Make a multiple sequence alignment using clustal-omega:

clustalo --in=alkB_nt.fasta --out=alkB_nt.sto --force --outfmt=st --wrap=80 --threads 12

Convert alignment to fasta format with esl-reformat:

esl-reformat -o alkB_nt.afa afa alkB_nt.sto

Build HMM with HMMer:

hmmbuild --cpu 12 alkB_nt.hmm alkB_nt.sto

3.2 Search genomes using HMM

Make the output directories:

mkdir hmmsearch_bacteria
mkdir hmmsearch_archaea

Call genes in genomes with Prodigal:

mkdir archaea_prodigal_out
mkdir bacteria_prodigal_out
parallel -j 12 --eta -a archaea_genomes.txt 'gunzip archaea_genomes/{}_genomic.fna.gz'
parallel -j 12 --eta -a bacteria_genomes.txt 'gunzip bacteria_genomes/{}_genomic.fna.gz'
parallel -j 12 --eta -a archaea_genomes.txt 'prodigal -i archaea_genomes/{}_genomic.fna -d archaea_prodigal_out/{}.fna'
parallel -j 12 --eta -a bacteria_genomes.txt 'prodigal -i bacteria_genomes/{}_genomic.fna -d bacteria_prodigal_out/{}.fna'

Search the genomes:

parallel -j 12 --eta -a archaea_genomes.txt 'hmmsearch --tblout hmmsearch_archaea/{}.out alkB_nt.hmm archaea_prodigal_out/{}.fna'
parallel -j 12 --eta -a bacteria_genomes.txt 'hmmsearch --tblout hmmsearch_bacteria/{}.out alkB_nt.hmm bacteria_prodigal_out/{}.fna'

3.3 Collate the output from the HMM searches

Get the count_hmm_hits.py script and run this (this script is here or will be pre-installed with PICRUSt2):

python count_hmm_hits.py -hf hmmsearch_archaea -g alkB -o archaea_alkB.txt
python count_hmm_hits.py -hf hmmsearch_bacteria -g alkB -o bacteria_alkB.txt

Note that this script uses an e-value of 10 to the power of -25 by default. This is what we have found to work well in our own work, but you can change the value using the -e flag within this script, e.g. -e -35.

> [Data extract]:

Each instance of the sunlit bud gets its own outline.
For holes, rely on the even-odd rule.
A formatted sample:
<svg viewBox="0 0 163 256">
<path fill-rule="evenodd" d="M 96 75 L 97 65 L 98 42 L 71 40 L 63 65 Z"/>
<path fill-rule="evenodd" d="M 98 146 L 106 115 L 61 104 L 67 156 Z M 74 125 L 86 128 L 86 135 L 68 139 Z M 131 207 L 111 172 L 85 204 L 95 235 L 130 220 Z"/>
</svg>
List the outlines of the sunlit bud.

> [To do]: Continue the alkB HMM search protocol above, starting after its last sentence.

> [Response to the exercise]:
4. Run PICRUSt2 with the new custom trait tables

For this, you can just run PICRUSt2 in the normal way but specify these tables for your traits:

picrust2_pipeline.py -s chemerin_16S/seqs.fna -i chemerin_16S/table.biom -o picrust2_out_pipeline_custom_traits -p 12 --custom_trait_tables_ref1 bacteria_alkB.txt --custom_trait_tables_ref2 archaea_alkB.txt --no_pathways

Note that you will likely need to set the --no_pathways option, unless your custom tables contain EC numbers that match the Metacyc pathways files.